> Stated task: Please count the lines in the entries below that contain the string "shoreline", and give only the number.

--- Start ---

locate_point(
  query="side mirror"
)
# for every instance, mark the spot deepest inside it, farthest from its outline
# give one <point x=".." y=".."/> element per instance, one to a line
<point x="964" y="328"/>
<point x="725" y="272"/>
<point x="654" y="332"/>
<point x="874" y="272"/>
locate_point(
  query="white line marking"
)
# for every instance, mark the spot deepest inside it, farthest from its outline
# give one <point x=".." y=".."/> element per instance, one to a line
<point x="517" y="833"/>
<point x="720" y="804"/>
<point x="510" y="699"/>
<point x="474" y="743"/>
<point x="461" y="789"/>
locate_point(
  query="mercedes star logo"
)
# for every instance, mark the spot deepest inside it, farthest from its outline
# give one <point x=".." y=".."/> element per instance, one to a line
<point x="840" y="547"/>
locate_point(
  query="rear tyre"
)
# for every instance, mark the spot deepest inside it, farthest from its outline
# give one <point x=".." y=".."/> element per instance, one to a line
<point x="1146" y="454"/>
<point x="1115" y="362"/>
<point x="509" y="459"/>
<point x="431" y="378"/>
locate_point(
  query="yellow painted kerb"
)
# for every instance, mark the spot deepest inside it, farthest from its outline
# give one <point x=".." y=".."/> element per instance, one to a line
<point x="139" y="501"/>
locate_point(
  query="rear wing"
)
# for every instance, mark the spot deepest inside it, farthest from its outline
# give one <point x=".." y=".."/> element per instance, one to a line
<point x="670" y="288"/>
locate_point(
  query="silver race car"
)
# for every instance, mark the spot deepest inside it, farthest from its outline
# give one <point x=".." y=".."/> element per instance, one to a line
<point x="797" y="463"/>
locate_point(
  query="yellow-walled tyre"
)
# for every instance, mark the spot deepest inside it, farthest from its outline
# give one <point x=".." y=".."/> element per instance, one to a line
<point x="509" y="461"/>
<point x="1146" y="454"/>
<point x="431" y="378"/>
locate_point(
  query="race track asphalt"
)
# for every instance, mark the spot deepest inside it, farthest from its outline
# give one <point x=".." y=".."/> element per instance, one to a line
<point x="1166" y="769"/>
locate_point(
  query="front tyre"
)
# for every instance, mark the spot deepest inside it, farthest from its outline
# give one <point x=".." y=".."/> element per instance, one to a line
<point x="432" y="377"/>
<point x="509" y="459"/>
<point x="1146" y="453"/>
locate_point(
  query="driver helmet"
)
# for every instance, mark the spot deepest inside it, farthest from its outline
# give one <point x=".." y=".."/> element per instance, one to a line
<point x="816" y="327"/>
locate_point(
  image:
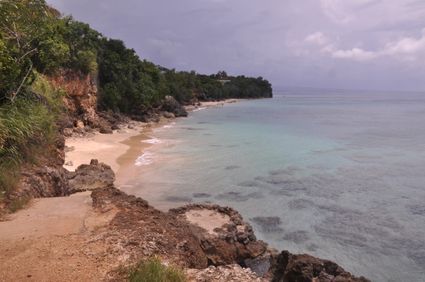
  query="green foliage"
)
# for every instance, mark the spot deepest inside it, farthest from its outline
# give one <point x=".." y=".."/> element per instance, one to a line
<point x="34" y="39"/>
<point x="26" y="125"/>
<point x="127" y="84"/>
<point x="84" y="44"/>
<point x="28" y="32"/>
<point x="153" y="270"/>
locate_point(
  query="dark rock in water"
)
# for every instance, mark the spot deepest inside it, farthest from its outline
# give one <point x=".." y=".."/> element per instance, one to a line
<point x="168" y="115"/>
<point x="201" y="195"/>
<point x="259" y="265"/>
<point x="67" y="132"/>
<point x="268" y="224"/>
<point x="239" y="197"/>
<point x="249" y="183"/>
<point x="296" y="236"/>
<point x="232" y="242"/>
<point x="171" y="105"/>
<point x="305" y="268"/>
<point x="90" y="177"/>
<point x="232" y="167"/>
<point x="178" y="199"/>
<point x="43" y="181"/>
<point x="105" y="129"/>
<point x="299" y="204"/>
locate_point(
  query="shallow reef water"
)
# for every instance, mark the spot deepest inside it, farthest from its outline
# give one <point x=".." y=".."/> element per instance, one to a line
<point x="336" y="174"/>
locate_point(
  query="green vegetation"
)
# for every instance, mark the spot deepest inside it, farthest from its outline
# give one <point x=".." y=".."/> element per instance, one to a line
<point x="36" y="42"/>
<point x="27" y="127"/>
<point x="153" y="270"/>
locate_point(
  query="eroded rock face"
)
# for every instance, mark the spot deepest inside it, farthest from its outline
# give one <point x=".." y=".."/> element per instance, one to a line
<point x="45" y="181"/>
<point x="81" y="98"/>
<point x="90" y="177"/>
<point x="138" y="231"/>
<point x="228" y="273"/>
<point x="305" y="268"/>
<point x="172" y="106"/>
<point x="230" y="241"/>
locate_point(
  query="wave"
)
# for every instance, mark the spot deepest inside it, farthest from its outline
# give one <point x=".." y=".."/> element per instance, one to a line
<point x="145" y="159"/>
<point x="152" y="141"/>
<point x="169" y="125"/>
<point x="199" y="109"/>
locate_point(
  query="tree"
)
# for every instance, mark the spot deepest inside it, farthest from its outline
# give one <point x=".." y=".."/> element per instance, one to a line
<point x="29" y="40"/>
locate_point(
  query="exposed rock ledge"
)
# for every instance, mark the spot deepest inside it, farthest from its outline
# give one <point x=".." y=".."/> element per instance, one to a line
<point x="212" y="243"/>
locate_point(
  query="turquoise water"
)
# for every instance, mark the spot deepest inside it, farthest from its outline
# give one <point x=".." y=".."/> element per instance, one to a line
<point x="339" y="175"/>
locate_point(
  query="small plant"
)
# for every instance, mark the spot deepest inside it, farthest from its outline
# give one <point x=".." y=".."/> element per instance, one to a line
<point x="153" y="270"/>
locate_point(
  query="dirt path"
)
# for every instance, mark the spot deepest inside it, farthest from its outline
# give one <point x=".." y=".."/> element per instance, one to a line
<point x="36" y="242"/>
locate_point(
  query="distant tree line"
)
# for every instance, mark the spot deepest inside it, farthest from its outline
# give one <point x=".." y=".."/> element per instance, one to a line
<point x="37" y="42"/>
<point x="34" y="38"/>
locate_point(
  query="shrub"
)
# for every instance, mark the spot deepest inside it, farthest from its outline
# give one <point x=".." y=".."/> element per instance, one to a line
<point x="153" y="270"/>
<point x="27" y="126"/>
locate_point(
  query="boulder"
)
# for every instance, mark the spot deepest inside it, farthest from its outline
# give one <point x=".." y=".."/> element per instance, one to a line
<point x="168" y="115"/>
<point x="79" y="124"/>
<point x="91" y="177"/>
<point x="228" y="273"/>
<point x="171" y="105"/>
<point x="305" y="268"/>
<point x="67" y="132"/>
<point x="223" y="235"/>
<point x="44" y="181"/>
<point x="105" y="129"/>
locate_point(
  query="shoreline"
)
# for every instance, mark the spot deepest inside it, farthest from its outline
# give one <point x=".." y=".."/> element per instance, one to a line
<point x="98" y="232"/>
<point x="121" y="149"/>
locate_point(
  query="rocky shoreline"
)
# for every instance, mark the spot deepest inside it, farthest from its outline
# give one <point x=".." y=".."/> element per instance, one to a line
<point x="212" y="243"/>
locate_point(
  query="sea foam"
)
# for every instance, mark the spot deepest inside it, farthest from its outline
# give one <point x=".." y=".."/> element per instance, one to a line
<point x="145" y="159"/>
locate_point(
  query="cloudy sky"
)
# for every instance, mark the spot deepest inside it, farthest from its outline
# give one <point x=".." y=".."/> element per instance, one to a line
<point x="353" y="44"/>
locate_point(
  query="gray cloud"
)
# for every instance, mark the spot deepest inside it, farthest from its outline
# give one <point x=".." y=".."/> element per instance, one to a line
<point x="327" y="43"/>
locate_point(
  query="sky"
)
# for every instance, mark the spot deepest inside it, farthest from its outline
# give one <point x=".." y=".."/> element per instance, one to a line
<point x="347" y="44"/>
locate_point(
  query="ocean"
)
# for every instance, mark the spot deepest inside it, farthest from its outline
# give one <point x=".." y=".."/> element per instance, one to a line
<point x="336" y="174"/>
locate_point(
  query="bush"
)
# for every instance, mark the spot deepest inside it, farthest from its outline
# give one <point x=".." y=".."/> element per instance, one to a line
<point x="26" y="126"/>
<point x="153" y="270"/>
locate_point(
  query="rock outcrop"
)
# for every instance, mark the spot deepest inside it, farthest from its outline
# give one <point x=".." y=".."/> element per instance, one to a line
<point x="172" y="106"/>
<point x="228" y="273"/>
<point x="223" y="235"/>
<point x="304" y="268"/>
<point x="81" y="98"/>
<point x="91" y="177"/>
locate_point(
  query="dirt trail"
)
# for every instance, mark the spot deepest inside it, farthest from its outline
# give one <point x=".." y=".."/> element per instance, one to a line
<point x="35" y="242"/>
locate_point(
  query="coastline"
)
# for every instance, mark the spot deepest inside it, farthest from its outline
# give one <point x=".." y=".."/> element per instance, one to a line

--- End ---

> Result for this task: 2